→ **提示本文**:
——————————

円山応挙 果子図 二題組

 葡萄も柘榴と並んで国内外で豊穣のシンボルとされる瑞果で、そのワインも神聖な飲み物として古来より広く人々に愛されています。
 また、この作品のように蔓と共に描かれる「葡萄」は繁栄を意味するもので、日本の家紋にも使われるなどたいへん神聖な象徴果実として大切にされてきました。奈良大和路の名刹、薬師寺のご本尊「薬師如来」の台座にも葡萄の紋が施されているほか、西洋でもキリスト教の国のみならず様々な国で神聖な果物として尊ばれています。
 日本でも古くから培われており、古事記にも登場します。黄泉の国にわたった伊邪那岐命を救ったのも葡萄の実でした。
 たわわに実った葡萄の姿にはなんとも心和む豊かさがあります。
 冠をいただいたようなその姿から柘榴は果物の王様ともいわれ、古来より豊穣、子孫繁栄、子宝授与の瑞果(おめでたい果物)として洋の東西を問わず尊ばれております。よく言われる「紅一点」「紅」は柘榴の花の色です。
 また、柘榴は生命、魂を浄化するとされるほか、西・東洋医学では胃痛、下痢、嘔吐、筋肉・関節痛、頭痛、精神安定などに効果があるとされ、実用においても重宝されてきました。

——————————

→ **抜粋資料**:
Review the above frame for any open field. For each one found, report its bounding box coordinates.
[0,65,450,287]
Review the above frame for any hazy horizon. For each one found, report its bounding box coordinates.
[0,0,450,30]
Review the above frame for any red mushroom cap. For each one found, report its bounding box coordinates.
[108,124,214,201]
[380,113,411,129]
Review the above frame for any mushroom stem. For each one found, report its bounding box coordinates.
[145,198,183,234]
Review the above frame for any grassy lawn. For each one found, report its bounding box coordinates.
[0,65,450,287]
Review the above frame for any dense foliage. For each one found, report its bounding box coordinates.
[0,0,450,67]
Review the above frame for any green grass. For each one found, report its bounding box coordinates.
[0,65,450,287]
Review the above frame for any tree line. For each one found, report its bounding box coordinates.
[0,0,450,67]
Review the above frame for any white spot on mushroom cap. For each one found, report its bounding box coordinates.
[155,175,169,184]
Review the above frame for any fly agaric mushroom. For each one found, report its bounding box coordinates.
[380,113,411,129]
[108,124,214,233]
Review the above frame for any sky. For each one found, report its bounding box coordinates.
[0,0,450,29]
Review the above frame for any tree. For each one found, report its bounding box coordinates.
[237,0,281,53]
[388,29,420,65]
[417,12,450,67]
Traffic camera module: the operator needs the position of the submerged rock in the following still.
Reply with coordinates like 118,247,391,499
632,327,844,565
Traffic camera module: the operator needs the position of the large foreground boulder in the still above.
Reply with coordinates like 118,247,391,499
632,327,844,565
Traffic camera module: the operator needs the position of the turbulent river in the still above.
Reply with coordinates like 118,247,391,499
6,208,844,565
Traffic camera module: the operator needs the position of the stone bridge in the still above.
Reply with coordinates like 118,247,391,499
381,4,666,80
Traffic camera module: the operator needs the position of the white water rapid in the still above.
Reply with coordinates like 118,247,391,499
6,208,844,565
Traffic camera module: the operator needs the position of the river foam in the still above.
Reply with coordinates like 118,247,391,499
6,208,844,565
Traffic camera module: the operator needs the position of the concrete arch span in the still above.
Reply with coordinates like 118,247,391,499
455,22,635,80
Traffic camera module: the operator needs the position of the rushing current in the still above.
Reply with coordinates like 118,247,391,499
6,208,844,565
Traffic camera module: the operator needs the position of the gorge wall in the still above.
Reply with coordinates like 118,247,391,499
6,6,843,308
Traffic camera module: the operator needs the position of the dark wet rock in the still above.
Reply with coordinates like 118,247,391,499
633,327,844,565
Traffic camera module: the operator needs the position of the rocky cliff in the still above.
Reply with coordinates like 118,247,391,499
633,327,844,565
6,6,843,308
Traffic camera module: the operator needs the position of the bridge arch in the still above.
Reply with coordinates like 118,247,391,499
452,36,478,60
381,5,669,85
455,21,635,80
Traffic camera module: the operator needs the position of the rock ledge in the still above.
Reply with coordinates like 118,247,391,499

——————————

→ **演習課題**: 円山応挙の果子図を紹介する文章のうち、「葡萄も柘榴と並んで国内外で豊」から始まり「れる「紅一点」「紅」は柘榴の花の色です。」に至るまでの部分を、一字も変えずに書き写してください。 資料はここでは一切使いません。

→ **解答**:
葡萄も柘榴と並んで国内外で豊穣のシンボルとされる瑞果で、そのワインも神聖な飲み物として古来より広く人々に愛されています。
 また、この作品のように蔓と共に描かれる「葡萄」は繁栄を意味するもので、日本の家紋にも使われるなどたいへん神聖な象徴果実として大切にされてきました。奈良大和路の名刹、薬師寺のご本尊「薬師如来」の台座にも葡萄の紋が施されているほか、西洋でもキリスト教の国のみならず様々な国で神聖な果物として尊ばれています。
 日本でも古くから培われており、古事記にも登場します。黄泉の国にわたった伊邪那岐命を救ったのも葡萄の実でした。
 たわわに実った葡萄の姿にはなんとも心和む豊かさがあります。
 冠をいただいたようなその姿から柘榴は果物の王様ともいわれ、古来より豊穣、子孫繁栄、子宝授与の瑞果(おめでたい果物)として洋の東西を問わず尊ばれております。よく言われる「紅一点」「紅」は柘榴の花の色です。